■ **Required action**
In the listing, find every line that has the string "below" and copy it.
══ Supplied information
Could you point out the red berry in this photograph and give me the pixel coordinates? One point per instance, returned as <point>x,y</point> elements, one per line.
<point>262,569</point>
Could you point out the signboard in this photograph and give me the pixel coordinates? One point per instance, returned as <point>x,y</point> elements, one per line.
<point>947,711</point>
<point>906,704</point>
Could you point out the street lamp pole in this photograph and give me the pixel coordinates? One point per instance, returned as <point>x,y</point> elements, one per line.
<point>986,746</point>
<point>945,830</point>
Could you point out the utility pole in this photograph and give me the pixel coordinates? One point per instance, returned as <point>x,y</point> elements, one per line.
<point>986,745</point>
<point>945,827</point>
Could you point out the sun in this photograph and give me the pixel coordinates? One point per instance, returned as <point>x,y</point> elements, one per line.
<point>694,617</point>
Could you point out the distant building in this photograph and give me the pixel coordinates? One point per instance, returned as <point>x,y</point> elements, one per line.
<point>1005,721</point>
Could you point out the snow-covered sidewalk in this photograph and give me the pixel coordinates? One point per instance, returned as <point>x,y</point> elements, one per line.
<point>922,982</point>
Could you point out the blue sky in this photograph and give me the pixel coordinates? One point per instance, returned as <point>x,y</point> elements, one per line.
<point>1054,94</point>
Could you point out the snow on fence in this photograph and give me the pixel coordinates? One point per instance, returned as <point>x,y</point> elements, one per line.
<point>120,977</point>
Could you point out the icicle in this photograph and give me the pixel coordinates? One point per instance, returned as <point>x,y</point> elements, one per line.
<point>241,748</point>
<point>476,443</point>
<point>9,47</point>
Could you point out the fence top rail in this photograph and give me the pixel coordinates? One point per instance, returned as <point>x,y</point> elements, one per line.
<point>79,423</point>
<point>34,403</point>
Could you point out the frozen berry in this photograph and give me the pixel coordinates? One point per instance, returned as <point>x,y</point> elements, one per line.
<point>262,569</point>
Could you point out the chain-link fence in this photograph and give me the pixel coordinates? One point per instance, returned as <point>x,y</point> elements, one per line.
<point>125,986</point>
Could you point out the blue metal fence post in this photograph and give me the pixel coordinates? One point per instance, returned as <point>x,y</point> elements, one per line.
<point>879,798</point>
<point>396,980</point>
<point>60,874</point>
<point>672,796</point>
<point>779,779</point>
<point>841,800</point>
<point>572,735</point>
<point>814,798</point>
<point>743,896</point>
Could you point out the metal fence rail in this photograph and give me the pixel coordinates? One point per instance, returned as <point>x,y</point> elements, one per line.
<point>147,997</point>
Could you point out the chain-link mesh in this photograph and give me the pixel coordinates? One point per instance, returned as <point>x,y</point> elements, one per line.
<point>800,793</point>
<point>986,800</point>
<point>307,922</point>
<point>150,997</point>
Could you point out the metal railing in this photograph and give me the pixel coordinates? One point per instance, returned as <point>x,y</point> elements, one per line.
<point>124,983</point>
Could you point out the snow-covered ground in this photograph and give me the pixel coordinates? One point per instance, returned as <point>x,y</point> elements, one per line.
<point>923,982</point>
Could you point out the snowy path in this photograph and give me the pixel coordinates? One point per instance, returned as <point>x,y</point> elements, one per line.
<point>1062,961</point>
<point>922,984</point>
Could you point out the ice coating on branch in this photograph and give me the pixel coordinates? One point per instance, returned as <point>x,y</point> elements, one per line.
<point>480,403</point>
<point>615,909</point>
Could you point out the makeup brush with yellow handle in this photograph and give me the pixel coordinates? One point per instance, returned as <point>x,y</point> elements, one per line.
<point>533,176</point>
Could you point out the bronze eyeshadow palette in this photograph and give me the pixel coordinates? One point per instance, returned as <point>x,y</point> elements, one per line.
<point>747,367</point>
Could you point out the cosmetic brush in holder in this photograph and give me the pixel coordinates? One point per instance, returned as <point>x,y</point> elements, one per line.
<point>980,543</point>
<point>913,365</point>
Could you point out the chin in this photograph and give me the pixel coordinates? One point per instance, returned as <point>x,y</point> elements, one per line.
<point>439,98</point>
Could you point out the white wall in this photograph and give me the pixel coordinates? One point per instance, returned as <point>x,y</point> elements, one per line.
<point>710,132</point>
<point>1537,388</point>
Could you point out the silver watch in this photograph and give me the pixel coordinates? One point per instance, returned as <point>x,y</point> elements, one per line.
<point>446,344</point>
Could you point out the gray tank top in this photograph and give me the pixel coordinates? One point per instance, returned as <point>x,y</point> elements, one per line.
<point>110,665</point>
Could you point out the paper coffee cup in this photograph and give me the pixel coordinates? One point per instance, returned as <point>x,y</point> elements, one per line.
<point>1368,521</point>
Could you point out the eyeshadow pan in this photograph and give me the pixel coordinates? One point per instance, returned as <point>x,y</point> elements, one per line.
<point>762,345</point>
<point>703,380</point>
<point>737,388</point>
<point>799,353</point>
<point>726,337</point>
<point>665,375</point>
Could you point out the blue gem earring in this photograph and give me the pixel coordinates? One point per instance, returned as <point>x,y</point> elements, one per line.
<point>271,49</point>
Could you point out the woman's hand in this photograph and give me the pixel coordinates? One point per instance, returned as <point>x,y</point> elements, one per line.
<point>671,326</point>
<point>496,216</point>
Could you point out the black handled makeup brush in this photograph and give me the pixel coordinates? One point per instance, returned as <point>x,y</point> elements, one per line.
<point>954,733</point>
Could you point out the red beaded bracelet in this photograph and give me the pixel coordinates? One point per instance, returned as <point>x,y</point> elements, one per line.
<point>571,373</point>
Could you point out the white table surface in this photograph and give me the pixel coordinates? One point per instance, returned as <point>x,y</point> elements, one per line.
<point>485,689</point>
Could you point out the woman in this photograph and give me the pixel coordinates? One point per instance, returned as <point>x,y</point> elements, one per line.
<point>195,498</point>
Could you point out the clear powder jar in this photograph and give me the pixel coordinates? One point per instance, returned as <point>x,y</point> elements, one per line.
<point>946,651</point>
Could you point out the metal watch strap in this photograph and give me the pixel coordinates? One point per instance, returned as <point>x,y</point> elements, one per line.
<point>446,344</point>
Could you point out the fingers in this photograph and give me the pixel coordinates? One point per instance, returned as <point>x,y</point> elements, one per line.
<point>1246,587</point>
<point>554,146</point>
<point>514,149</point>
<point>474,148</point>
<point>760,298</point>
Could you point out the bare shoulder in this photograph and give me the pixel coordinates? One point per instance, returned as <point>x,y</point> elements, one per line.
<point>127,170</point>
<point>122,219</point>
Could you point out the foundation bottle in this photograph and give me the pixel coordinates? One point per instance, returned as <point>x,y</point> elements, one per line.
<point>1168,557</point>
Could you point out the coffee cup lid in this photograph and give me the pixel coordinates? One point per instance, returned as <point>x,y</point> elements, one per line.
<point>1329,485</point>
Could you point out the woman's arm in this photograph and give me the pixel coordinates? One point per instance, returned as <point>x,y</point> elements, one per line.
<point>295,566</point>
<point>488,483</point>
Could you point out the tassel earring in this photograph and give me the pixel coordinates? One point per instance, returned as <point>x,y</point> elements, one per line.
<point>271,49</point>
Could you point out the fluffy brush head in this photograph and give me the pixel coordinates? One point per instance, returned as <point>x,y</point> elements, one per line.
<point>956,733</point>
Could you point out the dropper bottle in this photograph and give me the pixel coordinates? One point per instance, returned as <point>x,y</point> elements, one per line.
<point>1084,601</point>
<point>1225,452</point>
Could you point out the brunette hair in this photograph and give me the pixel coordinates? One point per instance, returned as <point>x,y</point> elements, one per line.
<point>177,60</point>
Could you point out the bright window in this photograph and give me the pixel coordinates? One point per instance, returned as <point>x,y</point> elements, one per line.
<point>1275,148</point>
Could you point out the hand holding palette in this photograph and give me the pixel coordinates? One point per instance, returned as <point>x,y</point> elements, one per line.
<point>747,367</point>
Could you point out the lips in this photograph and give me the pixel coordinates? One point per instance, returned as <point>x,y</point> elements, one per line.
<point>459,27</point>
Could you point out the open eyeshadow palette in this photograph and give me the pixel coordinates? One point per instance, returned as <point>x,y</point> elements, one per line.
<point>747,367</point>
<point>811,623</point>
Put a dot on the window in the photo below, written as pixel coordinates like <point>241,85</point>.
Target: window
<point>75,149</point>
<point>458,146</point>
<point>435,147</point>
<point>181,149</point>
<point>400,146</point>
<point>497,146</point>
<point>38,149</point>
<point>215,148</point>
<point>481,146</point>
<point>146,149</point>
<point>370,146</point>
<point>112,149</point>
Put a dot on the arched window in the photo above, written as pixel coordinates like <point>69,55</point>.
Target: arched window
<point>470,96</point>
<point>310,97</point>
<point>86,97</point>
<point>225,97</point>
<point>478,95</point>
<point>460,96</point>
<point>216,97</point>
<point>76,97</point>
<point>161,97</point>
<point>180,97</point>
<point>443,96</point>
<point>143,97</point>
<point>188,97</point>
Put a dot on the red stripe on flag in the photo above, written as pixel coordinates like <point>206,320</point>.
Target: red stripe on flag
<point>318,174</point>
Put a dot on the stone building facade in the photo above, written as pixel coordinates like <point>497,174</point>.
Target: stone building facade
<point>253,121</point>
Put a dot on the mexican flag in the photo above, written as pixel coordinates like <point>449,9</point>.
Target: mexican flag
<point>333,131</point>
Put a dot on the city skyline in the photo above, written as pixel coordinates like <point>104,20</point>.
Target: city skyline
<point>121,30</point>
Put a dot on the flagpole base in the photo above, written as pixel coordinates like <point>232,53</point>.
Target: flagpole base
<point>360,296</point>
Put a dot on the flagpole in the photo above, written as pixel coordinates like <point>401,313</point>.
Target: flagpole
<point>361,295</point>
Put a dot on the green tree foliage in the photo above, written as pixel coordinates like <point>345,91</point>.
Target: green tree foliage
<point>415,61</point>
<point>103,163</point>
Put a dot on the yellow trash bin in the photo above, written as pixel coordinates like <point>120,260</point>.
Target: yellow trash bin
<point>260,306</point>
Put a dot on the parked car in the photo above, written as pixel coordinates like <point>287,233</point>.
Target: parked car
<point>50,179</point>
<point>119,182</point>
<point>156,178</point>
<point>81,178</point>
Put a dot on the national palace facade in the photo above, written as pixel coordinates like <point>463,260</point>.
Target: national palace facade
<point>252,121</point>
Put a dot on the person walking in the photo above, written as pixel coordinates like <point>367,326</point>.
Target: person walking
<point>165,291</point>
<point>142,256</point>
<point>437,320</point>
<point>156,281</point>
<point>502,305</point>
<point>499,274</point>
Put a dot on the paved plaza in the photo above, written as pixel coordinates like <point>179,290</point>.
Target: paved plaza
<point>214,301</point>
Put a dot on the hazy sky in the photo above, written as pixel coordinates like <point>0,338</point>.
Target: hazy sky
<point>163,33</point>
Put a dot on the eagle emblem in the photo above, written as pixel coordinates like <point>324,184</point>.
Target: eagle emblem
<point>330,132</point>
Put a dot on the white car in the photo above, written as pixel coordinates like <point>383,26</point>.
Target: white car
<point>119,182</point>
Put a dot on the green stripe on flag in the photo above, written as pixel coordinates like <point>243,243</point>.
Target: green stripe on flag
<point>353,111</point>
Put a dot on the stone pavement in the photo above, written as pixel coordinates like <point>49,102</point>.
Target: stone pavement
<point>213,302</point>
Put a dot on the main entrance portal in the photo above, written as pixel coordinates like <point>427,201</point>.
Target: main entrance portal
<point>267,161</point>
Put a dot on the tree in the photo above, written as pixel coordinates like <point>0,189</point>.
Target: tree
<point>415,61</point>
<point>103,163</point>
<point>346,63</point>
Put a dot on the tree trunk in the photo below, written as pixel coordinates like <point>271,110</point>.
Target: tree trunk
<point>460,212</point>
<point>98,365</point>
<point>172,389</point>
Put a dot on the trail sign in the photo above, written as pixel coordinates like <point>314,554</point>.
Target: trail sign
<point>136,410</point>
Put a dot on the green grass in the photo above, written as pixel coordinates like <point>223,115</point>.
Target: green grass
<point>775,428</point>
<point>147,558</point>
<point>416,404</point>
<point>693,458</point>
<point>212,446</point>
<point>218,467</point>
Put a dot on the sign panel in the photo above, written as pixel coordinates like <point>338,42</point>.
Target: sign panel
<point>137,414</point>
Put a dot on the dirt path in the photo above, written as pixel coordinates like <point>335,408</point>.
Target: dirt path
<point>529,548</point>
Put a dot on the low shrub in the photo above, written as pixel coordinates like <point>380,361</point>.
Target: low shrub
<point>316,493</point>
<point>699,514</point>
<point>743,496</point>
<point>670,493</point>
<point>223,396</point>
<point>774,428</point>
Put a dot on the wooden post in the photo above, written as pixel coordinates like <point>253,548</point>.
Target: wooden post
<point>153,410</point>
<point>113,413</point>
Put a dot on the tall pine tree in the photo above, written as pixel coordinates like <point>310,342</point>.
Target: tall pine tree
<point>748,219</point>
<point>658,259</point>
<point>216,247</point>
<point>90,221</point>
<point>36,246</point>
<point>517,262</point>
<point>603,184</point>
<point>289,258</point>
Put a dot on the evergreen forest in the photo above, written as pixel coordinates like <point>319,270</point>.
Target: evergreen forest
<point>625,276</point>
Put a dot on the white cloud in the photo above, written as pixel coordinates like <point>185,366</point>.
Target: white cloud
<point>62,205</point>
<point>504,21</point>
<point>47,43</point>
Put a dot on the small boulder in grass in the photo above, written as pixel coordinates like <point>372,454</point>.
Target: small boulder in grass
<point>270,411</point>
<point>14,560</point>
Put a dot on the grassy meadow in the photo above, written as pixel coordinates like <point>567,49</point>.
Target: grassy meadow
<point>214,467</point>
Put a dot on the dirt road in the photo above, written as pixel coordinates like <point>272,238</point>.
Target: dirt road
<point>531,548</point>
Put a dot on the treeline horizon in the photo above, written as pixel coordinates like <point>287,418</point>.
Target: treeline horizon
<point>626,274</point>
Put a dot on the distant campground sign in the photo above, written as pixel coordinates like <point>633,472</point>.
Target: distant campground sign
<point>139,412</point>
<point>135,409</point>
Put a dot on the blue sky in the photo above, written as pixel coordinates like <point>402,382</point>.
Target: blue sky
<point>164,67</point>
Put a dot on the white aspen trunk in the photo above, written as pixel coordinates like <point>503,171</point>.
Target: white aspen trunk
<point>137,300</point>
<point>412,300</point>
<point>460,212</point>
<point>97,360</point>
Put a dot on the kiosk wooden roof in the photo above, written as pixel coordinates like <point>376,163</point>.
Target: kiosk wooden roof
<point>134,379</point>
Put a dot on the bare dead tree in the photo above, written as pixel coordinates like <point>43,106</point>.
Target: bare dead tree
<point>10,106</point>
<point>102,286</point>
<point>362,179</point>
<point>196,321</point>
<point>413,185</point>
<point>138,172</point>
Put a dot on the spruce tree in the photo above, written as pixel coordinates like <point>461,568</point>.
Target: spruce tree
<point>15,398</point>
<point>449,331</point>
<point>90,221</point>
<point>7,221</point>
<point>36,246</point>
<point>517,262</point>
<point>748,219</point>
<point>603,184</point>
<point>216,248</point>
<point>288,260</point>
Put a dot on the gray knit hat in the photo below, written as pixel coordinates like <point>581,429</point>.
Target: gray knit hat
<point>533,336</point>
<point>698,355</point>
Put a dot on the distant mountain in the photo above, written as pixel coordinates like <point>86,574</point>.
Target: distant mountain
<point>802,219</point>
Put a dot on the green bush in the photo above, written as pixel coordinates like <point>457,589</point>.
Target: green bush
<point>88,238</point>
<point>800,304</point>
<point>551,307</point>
════
■ **Response to this exercise**
Put a dot on the window in the photo below, written as pixel coordinates like <point>241,85</point>.
Put a dot on the tree trunk in the photo below, written as pixel coordinates like <point>271,110</point>.
Put a dot on the gray knit hat in the photo below, written as pixel coordinates like <point>581,429</point>.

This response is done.